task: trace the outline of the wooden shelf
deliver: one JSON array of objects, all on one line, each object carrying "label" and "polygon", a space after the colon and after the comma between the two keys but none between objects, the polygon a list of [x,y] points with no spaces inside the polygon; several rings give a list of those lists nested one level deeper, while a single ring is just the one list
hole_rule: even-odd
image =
++++++
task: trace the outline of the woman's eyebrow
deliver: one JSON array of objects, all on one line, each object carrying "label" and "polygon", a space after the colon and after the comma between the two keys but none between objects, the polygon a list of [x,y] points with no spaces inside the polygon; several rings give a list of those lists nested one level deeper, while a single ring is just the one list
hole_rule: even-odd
++++++
* The request *
Return every line of the data above that contains the string "trace".

* Answer to the exercise *
task: trace the outline of the wooden shelf
task: trace the outline of the woman's eyebrow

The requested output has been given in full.